# Travail demandé
Recopiez à l'identique, s'il vous plaît, toutes les lignes des enregistrements ci-dessous.

# Enregistrements de données
══════
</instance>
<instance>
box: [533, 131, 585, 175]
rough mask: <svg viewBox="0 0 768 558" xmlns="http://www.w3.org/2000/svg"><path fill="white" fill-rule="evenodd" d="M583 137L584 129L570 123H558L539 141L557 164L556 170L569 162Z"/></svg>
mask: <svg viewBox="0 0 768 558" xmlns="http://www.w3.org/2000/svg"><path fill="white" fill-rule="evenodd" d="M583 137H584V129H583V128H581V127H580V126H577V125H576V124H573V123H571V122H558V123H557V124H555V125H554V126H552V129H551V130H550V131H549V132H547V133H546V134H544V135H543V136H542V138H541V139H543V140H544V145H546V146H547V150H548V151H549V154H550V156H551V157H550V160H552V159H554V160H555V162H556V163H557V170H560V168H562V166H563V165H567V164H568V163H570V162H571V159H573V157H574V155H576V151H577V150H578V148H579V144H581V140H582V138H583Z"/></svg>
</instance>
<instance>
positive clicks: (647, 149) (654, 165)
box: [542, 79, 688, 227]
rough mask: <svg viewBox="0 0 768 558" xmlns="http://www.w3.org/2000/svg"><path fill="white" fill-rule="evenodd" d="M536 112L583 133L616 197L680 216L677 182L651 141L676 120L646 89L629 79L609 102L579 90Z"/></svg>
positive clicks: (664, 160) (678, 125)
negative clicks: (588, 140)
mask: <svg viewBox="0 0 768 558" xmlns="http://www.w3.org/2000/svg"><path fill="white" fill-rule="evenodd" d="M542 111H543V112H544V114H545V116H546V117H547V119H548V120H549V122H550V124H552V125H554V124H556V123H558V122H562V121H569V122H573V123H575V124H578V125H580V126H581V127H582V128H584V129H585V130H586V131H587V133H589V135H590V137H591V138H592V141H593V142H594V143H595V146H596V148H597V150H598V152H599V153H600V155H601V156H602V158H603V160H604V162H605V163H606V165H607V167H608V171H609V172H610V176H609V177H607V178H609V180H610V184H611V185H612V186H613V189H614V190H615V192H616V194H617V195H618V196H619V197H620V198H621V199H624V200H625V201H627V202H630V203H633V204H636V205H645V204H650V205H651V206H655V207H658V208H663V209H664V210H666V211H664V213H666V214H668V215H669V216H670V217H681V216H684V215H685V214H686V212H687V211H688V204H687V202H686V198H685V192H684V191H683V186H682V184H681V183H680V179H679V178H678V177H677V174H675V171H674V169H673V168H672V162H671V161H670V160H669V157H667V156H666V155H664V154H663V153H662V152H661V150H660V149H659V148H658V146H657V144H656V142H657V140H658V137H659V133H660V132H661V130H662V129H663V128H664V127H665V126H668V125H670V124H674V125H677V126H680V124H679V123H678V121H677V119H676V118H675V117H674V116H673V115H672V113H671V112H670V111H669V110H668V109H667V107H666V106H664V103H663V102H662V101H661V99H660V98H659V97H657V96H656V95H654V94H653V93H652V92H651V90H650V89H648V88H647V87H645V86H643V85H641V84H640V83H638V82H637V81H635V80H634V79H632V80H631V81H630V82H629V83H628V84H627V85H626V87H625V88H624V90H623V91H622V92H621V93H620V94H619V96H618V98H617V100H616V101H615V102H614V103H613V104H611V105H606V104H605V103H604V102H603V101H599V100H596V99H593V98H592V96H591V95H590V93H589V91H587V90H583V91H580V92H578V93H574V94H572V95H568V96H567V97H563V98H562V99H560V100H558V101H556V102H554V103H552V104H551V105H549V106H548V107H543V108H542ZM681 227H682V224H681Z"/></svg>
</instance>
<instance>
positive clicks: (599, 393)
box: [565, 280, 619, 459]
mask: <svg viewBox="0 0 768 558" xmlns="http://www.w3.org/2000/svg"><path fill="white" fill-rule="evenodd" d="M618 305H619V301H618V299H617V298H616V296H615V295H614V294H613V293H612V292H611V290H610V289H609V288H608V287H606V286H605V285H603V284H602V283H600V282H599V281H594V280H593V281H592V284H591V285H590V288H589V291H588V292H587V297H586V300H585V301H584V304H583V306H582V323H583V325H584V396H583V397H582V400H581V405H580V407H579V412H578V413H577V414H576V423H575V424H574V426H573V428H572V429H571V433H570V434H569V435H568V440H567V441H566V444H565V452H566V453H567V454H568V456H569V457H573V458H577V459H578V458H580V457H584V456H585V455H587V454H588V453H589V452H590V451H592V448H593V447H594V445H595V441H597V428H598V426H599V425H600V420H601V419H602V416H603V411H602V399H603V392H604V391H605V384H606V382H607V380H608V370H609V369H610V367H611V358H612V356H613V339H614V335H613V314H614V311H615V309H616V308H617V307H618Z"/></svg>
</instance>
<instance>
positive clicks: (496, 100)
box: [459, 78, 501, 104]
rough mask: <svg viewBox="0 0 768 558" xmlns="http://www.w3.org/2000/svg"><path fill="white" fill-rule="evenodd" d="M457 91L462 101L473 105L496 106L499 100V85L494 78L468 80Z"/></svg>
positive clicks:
══════
# Réponse au problème
</instance>
<instance>
box: [533, 131, 585, 175]
rough mask: <svg viewBox="0 0 768 558" xmlns="http://www.w3.org/2000/svg"><path fill="white" fill-rule="evenodd" d="M583 137L584 129L570 123H558L539 141L557 164L556 170L569 162Z"/></svg>
mask: <svg viewBox="0 0 768 558" xmlns="http://www.w3.org/2000/svg"><path fill="white" fill-rule="evenodd" d="M583 137H584V129H583V128H581V127H580V126H577V125H576V124H573V123H571V122H558V123H557V124H555V125H554V126H552V129H551V130H550V131H549V132H547V133H546V134H544V135H543V136H542V138H541V139H543V140H544V145H546V146H547V150H548V151H549V154H550V156H551V157H550V160H552V159H554V160H555V162H556V163H557V170H560V168H562V166H563V165H567V164H568V163H570V162H571V159H573V157H574V155H576V151H577V150H578V148H579V144H581V140H582V138H583Z"/></svg>
</instance>
<instance>
positive clicks: (647, 149) (654, 165)
box: [542, 79, 688, 227]
rough mask: <svg viewBox="0 0 768 558" xmlns="http://www.w3.org/2000/svg"><path fill="white" fill-rule="evenodd" d="M536 112L583 133L616 197L680 216L677 182L651 141L676 120L646 89L629 79L609 102L579 90Z"/></svg>
positive clicks: (664, 160) (678, 125)
negative clicks: (588, 140)
mask: <svg viewBox="0 0 768 558" xmlns="http://www.w3.org/2000/svg"><path fill="white" fill-rule="evenodd" d="M542 111H543V112H544V114H545V116H546V117H547V119H548V120H549V122H550V124H552V125H554V124H556V123H558V122H562V121H569V122H573V123H575V124H578V125H580V126H581V127H582V128H584V129H585V130H586V131H587V133H589V135H590V137H591V138H592V141H593V142H594V143H595V146H596V148H597V150H598V152H599V153H600V155H601V156H602V158H603V160H604V162H605V163H606V165H607V167H608V171H609V172H610V176H609V177H607V178H609V180H610V184H611V185H612V186H613V189H614V190H615V192H616V194H617V195H618V196H619V197H620V198H621V199H624V200H625V201H627V202H630V203H633V204H636V205H645V204H650V205H651V206H655V207H658V208H663V209H664V210H666V211H664V213H666V214H668V215H669V216H670V217H681V216H684V215H685V214H686V212H687V211H688V204H687V202H686V198H685V192H684V191H683V186H682V184H681V183H680V179H679V178H678V177H677V174H675V171H674V169H673V168H672V162H671V161H670V160H669V157H667V156H666V155H664V154H663V153H662V152H661V150H660V149H659V148H658V146H657V144H656V142H657V140H658V137H659V133H660V132H661V130H662V129H663V128H664V127H665V126H668V125H670V124H674V125H677V126H680V124H679V123H678V121H677V119H676V118H675V117H674V116H673V115H672V113H671V112H670V111H669V110H668V109H667V107H666V106H664V103H663V102H662V101H661V99H660V98H659V97H657V96H656V95H654V94H653V93H652V92H651V90H650V89H648V88H647V87H645V86H643V85H641V84H640V83H638V82H637V81H635V80H634V79H632V80H631V81H630V82H629V83H628V84H627V85H626V87H625V88H624V90H623V91H622V92H621V93H620V94H619V96H618V98H617V100H616V101H615V102H614V103H613V104H611V105H606V104H605V103H604V102H603V101H599V100H596V99H593V98H592V96H591V95H590V93H589V91H587V90H583V91H580V92H578V93H574V94H572V95H568V96H567V97H563V98H562V99H560V100H558V101H556V102H554V103H552V104H551V105H549V106H548V107H543V108H542ZM681 227H682V224H681Z"/></svg>
</instance>
<instance>
positive clicks: (599, 393)
box: [565, 280, 619, 459]
mask: <svg viewBox="0 0 768 558" xmlns="http://www.w3.org/2000/svg"><path fill="white" fill-rule="evenodd" d="M618 305H619V301H618V299H617V298H616V296H615V295H614V294H613V293H612V292H611V290H610V289H609V288H608V287H606V286H605V285H603V284H602V283H600V282H599V281H594V280H593V281H592V284H591V285H590V288H589V291H588V292H587V297H586V300H585V301H584V304H583V306H582V323H583V325H584V396H583V397H582V400H581V405H580V407H579V412H578V413H577V414H576V423H575V424H574V426H573V428H572V429H571V433H570V434H569V435H568V440H567V441H566V444H565V452H566V453H567V454H568V456H569V457H573V458H577V459H578V458H580V457H584V456H585V455H587V454H588V453H589V452H590V451H592V448H593V447H594V445H595V441H597V428H598V426H599V425H600V420H601V419H602V416H603V411H602V399H603V392H604V391H605V384H606V382H607V380H608V370H609V369H610V367H611V358H612V356H613V339H614V335H613V314H614V311H615V309H616V308H617V307H618Z"/></svg>
</instance>
<instance>
positive clicks: (496, 100)
box: [459, 78, 501, 104]
rough mask: <svg viewBox="0 0 768 558" xmlns="http://www.w3.org/2000/svg"><path fill="white" fill-rule="evenodd" d="M457 91L462 101L473 105L496 106L499 100V85L494 78L468 80Z"/></svg>
positive clicks:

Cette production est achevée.